Set problem — Recast all the records below as a Markdown table with two columns, Row and Text, putting each nonblank line in its own numbered row.

Materials provided —
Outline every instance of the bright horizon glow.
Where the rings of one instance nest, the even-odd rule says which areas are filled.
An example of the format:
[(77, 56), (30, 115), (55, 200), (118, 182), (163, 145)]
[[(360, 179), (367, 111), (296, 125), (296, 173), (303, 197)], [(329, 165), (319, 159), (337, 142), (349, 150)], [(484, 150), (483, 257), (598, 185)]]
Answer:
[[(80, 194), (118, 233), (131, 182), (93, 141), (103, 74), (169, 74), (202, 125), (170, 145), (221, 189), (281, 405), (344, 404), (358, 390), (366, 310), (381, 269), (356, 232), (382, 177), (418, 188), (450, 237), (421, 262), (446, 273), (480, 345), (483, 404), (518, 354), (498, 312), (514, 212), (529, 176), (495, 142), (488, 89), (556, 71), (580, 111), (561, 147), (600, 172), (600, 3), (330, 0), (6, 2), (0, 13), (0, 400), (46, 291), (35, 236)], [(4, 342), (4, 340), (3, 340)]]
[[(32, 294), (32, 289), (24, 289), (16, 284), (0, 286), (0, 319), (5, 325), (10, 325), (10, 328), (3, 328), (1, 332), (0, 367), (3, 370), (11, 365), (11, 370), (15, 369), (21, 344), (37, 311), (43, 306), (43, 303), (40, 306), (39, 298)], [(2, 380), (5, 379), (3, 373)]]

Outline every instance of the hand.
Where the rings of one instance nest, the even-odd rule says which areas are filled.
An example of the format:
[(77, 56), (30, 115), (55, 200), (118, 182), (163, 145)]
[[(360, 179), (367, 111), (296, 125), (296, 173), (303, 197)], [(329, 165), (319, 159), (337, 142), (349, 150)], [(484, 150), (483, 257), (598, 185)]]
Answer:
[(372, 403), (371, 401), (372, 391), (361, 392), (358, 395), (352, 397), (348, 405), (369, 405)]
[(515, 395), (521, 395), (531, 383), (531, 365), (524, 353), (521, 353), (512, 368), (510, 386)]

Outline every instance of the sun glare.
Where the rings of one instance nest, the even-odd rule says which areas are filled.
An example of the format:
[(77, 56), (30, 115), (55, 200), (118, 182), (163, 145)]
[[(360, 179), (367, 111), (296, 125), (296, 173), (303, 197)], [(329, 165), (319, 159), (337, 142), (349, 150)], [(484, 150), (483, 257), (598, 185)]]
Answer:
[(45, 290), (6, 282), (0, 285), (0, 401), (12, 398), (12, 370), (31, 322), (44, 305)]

Full solution —
| Row | Text |
|---|---|
| 1 | Outline every instance of the bright horizon glow. |
| 2 | Where the rings of one instance nest, the even-odd rule says which areas are filled. |
| 3 | An example of the format: |
| 4 | [(77, 56), (30, 115), (55, 200), (118, 182), (163, 145)] |
| 5 | [[(360, 179), (367, 111), (296, 125), (296, 173), (303, 197)], [(329, 165), (319, 159), (337, 142), (349, 150)], [(484, 150), (483, 257), (598, 185)]] |
| 6 | Answer: |
| 7 | [[(80, 194), (118, 233), (131, 182), (93, 141), (103, 74), (169, 74), (202, 125), (170, 145), (221, 189), (281, 405), (344, 404), (358, 390), (366, 310), (381, 269), (356, 232), (382, 177), (418, 188), (450, 237), (421, 262), (446, 273), (480, 345), (483, 404), (518, 354), (498, 312), (514, 212), (529, 176), (495, 142), (488, 89), (556, 71), (580, 111), (561, 147), (600, 172), (600, 3), (330, 0), (6, 2), (0, 13), (0, 400), (46, 291), (35, 236)], [(4, 342), (4, 340), (3, 340)]] |
| 8 | [[(32, 294), (32, 289), (24, 289), (16, 284), (0, 286), (0, 319), (5, 325), (10, 325), (10, 328), (3, 328), (1, 332), (0, 367), (3, 370), (11, 365), (11, 370), (15, 369), (21, 344), (37, 311), (43, 306), (43, 303), (40, 306), (39, 298)], [(2, 380), (5, 379), (3, 373)]] |
| 9 | Outline every instance of the hand. |
| 10 | Where the rings of one instance nest, the even-odd rule says which areas are filled. |
| 11 | An example of the format: |
| 12 | [(77, 56), (30, 115), (55, 200), (118, 182), (163, 145)] |
| 13 | [[(360, 179), (367, 111), (296, 125), (296, 173), (303, 197)], [(329, 165), (319, 159), (337, 142), (349, 150)], [(484, 150), (483, 257), (598, 185)]] |
| 14 | Answer: |
| 15 | [(372, 403), (371, 401), (372, 391), (361, 392), (358, 395), (352, 397), (348, 405), (369, 405)] |
| 16 | [(515, 395), (521, 395), (531, 383), (531, 365), (524, 353), (521, 353), (512, 368), (510, 386)] |
| 17 | Outline every instance of the sun glare. |
| 18 | Where the rings of one instance nest, the even-odd rule says which areas are filled. |
| 19 | An example of the format: |
| 20 | [(77, 56), (30, 115), (55, 200), (118, 182), (163, 145)] |
| 21 | [[(360, 179), (367, 111), (296, 125), (296, 173), (303, 197)], [(329, 165), (319, 159), (337, 142), (349, 150)], [(484, 150), (483, 257), (598, 185)]] |
| 22 | Answer: |
| 23 | [(45, 290), (6, 282), (0, 285), (0, 401), (12, 398), (12, 370), (31, 322), (44, 305)] |